Development Environment Setup

This section describes how to set up a StarlingX development system on a workstation computer. After completing these steps, you will be able to build a StarlingX ISO image on the following Linux distribution:

  • Ubuntu 16.04 LTS 64-bit

Update Your Operating System

Before proceeding with the build, ensure your OS is up to date. You’ll first need to update the local database list of available packages:

$ sudo apt-get update

Installation Requirements and Dependencies

  1. Install the required packages in an Ubuntu host system with:
    $ sudo apt-get install git
  1. Install the required Docker CE packages in an Ubuntu host system. See Get Docker for more information.

  2. Install the required Android Repo Tool in an Ubuntu host system. See Installing Repo for more information.

Install stx-tools project

  1. Clone the <stx-tools> project
    $ git clone git://git.openstack.org/openstack/stx-tools

Create a Workspace Directory

  1. Create a starlingx workspace directory on your workstation computer. Usually, you’ll want to create it somewhere under your user’s home directory.
    $ mkdir -p $HOME/starlingx/

Build the CentOS Mirror Repository

This section describes how to build the CentOS Mirror Repository.

Setup Repository Docker Container

  1. Navigate to the <stx-tools>/centos-mirror-tool project directory:
    $ cd stx-tools/centos-mirror-tools/
  1. If necessary you might have to set http/https proxy in your Dockerfile before building the docker image.
    ENV http_proxy  "http://your.actual_http_proxy.com:your_port" && \
        https_proxy "https://your.actual_https_proxy.com:your_port" && \
        ftp_proxy "http://your.actual_ftp_proxy.com:your_port"
    RUN echo "proxy=http://your-proxy.com:port" >> /etc/yum.conf
  1. Build your <name>:<tag> base container image with e.g. aarcemor:centos-mirror-repository
    $ docker build -t aarcemor:centos-mirror-repository -f Dockerfile .
  1. Launch a <name> docker container using previously created Docker base container image <name>:<tag> e.g. aarcemor-centos-mirror-repository. As /localdisk is defined as the workdir of the container, the same folder name should be used to define the volume. The container will start to run and populate a logs and output folders in this directory. The container shall be run from the same directory where the other scripts are stored.
    $ docker run -itd --name aarcemor-centos-mirror-repository -v $(pwd):/localdisk aarcemor:centos-mirror-repository bash
  1. Execute the <name> docker container e.g. aarcemor-centos-mirror-repository
    $ docker exec -it aarcemor-centos-mirror-repository bash

Import GPG Keys

  1. Inside the docker container, import the keys into the local GPG keyring and query public key information:
    / # rpm --import /etc/pki/rpm-gpg/RPM-GPG-KEY*
    / # rpm -qi gpg-pubkey-\*

Download Packages

  1. Enter the following command to download the required packages to populate the CentOS Mirror Repository:
    / # bash download_mirror.sh
  1. Monitor the download of packages until it is complete. When download is complete, the following message is displayed:
    totally 17 files are downloaded!

EXERCISE AIM: Continue the StarlingX development setup guide from its final line.

MATERIAL PROVIDED:
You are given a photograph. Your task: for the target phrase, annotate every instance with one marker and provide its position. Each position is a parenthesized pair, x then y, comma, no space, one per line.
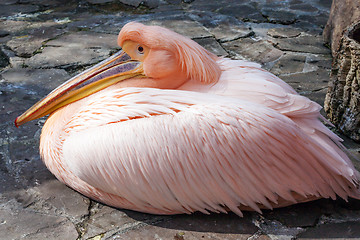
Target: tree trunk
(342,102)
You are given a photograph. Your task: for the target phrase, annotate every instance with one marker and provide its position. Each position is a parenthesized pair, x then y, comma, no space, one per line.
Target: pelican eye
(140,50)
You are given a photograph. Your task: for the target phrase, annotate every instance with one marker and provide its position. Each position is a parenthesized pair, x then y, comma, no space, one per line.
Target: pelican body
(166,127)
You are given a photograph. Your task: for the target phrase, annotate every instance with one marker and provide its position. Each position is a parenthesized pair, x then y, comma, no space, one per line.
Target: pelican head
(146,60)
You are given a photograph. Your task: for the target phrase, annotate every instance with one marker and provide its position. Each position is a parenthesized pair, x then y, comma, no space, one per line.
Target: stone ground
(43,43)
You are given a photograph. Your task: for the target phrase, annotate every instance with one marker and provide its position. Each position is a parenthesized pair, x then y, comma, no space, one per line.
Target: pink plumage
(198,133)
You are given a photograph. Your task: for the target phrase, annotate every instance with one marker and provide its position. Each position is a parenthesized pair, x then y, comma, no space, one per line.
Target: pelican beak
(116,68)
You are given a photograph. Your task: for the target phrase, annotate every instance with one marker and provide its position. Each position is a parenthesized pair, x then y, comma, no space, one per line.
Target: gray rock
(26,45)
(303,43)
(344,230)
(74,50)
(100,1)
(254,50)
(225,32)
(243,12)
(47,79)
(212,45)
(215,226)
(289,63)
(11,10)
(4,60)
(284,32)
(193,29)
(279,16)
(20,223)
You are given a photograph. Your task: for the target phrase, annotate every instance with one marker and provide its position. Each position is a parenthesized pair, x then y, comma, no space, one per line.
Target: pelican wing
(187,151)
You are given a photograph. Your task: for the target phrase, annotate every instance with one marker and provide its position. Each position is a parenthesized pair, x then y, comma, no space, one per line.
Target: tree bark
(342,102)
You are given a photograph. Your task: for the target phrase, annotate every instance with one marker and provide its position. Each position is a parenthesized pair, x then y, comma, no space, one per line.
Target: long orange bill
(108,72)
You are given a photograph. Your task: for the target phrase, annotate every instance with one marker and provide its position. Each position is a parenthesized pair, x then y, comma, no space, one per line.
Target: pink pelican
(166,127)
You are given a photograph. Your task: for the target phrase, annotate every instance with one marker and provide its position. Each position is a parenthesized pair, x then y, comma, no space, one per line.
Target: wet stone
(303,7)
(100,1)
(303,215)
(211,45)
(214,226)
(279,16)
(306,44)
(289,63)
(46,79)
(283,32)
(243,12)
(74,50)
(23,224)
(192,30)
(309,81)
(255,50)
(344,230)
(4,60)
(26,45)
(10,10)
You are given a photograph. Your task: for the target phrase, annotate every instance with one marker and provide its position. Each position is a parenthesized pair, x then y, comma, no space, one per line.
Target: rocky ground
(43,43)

==

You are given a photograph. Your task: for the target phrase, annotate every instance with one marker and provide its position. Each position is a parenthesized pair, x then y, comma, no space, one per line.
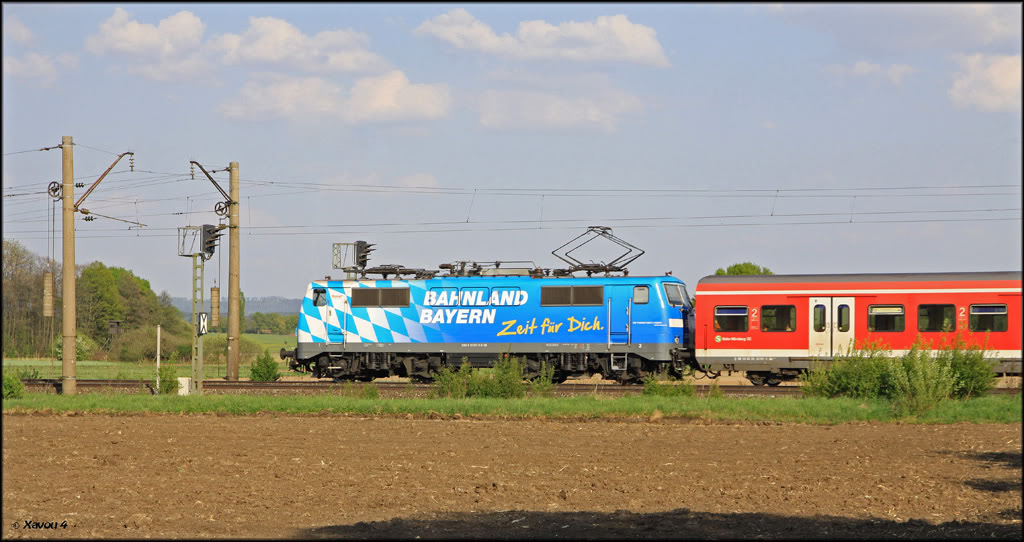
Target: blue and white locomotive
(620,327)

* * *

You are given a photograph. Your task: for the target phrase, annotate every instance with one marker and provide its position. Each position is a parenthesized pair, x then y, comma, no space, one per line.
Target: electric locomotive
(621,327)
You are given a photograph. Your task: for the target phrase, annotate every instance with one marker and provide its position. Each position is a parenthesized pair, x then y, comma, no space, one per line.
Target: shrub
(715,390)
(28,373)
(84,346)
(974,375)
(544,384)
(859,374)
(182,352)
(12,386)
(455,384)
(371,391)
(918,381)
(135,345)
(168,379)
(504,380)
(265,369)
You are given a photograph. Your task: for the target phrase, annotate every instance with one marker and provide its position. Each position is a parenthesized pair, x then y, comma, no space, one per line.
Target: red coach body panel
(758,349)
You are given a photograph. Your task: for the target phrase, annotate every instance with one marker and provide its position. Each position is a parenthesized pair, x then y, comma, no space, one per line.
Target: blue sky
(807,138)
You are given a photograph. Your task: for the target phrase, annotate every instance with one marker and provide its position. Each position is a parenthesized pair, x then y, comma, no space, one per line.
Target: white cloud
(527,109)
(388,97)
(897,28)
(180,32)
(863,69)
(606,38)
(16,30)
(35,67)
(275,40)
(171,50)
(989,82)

OUTPUT OF THE TASK:
    step #3: done successfully
    IMPORTANT: The following 3 files are just bootstrap versions. Based on them, the workable images
    for StarlingX could be generated by running "update-pxe-network-installer" command after "build-iso"
        - out/stx-r1/CentOS/pike/Binary/LiveOS/squashfs.img
        - out/stx-r1/CentOS/pike/Binary/images/pxeboot/initrd.img
        - out/stx-r1/CentOS/pike/Binary/images/pxeboot/vmlinuz

Verify Packages

  1. Verify there are no missing or failed packages:
    / # cat output/3rd_rpms_missing_L1.txt output/3rd_srpms_missing_L1.txt output/centos_rpms_missing_L1.txt output/centos_srpms_missing_L1.txt
    / # cat output/3rd_rpms_fail_move_L1.txt output/3rd_srpms_fail_move_L1.txt output/centos_rpms_fail_move_L1.txt output/centos_srpms_fail_move_L1.txt
  1. In case there are missing or failed ones due to network instability (or timeout), you should download them manually, to assure you get all RPMs listed in "rpms_from_3rd_parties.lst" and "rpms_from_centos_repo.lst".

  2. After all packages were succesfully downloaded, remove all i686 RPMs packages and change output directory ownership:

    / # find ./output -name "*.i686.rpm" | xargs rm -f
    / # chown 751:751 -R ./output

Create CentOS Mirror Repository

  1. From a console of the workstation, create a mirror/CentOS directory under your starlingx workspace directory:
    $ mkdir -p $HOME/starlingx/mirror/CentOS/
  1. Copy the built CentOS Mirror Repository built under <stx-tools>/centos-mirror-tool to the $HOME/starlingx/mirror/CentOS workspace directory.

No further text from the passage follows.